Your task. Could you give the data below again with "locate" replaced by "find" throughout, keeping everything else the same and leaving the pictures out?

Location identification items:
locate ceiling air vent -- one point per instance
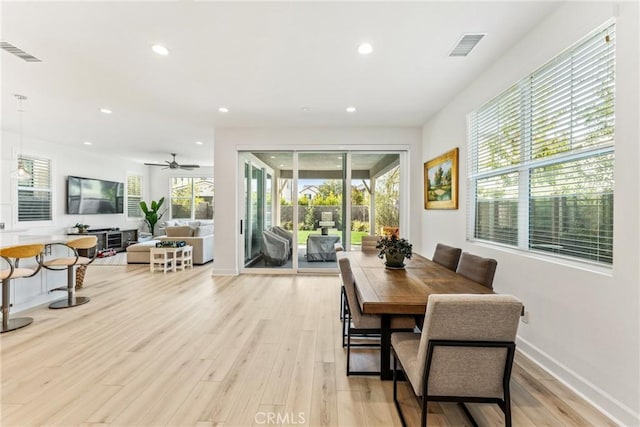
(18, 52)
(466, 43)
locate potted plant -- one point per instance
(151, 215)
(395, 250)
(82, 228)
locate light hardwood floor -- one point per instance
(185, 348)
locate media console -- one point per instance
(111, 238)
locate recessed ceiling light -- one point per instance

Solution to the exercise.
find ceiling air vent -- one point per instance
(18, 52)
(466, 43)
find potted plant -- one point per instance
(151, 215)
(395, 250)
(82, 228)
find light hardwood floor -- one point per instance
(185, 348)
find media console -- one point per instance
(111, 238)
find recessed ceiling light -- one point per instance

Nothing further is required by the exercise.